Copy the entries word for word, starting at their first line and ending with the line that contains "point(554, 300)", and include that line.

[Location labeling records]
* * * * * * *

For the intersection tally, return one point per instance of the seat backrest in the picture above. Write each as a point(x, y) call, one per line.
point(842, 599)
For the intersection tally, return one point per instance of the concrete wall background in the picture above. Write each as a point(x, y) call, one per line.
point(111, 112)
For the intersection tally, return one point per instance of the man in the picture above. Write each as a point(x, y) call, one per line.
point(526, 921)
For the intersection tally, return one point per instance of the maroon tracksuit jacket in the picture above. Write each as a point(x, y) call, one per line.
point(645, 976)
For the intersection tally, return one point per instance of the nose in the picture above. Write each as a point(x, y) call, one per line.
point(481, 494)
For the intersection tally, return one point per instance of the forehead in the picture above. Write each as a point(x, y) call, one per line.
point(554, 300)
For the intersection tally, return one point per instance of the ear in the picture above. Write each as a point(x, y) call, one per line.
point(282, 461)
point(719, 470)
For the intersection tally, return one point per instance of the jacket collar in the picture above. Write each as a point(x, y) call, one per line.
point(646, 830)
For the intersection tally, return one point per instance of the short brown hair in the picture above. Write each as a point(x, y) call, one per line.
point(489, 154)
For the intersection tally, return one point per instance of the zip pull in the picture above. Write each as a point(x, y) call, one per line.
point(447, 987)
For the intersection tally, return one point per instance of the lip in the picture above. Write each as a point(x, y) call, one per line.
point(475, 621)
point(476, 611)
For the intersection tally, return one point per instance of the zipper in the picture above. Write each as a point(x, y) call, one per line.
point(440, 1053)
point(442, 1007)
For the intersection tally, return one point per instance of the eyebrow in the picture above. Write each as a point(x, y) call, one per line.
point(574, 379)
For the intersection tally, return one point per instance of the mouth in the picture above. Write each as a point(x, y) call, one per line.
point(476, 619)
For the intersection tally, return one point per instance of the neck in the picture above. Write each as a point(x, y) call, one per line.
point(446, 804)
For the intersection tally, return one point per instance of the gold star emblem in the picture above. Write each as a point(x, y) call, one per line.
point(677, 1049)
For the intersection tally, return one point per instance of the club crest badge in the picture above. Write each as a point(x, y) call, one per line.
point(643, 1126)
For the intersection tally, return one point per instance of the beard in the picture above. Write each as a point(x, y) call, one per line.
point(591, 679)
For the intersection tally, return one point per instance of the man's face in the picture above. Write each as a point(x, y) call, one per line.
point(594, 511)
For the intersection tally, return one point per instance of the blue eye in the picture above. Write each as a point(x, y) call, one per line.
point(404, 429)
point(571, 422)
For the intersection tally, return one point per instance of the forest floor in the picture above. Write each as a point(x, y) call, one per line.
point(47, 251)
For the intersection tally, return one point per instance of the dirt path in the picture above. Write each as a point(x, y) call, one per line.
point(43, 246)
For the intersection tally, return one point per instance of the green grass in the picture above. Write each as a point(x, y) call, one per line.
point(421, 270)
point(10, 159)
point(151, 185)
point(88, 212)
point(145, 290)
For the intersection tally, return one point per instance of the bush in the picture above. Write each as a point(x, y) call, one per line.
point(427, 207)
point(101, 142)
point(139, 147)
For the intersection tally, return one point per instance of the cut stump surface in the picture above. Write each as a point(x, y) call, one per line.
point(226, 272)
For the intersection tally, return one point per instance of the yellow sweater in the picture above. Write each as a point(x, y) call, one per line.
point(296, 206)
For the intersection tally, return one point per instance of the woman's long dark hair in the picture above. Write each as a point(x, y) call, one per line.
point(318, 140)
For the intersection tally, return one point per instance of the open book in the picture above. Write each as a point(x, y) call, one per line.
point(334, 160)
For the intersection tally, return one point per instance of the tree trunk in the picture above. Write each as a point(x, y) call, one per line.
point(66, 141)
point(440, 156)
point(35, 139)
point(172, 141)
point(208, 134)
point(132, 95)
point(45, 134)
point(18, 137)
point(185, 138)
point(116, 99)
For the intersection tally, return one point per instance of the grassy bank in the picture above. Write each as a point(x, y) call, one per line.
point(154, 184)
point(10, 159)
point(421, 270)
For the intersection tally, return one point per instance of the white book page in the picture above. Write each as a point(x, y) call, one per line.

* * * * * * *

Task response:
For the intersection tally, return one point per instance of the seat backrest in the picture above. Write each as a point(x, y) call, one per line.
point(842, 599)
For the intersection tally, return one point per instance of the concrete wall background in the picture above. Write each as a point(x, y) call, one per line.
point(111, 112)
For the intersection tally, return one point per instance of the man in the picture above. Write each as a point(x, y) call, one per line.
point(526, 921)
For the intersection tally, return one point per instance of the maroon tracksuit jacket in the picture above. Write each as a point(x, y) call, one per line.
point(645, 976)
For the intersection tally, return one point per instance of the nose in the picture above. Write each as a point(x, y) call, one per line.
point(481, 494)
For the intersection tally, return one point per instance of the forehead in the picture above. Write each as a point(x, y) call, one per line.
point(554, 300)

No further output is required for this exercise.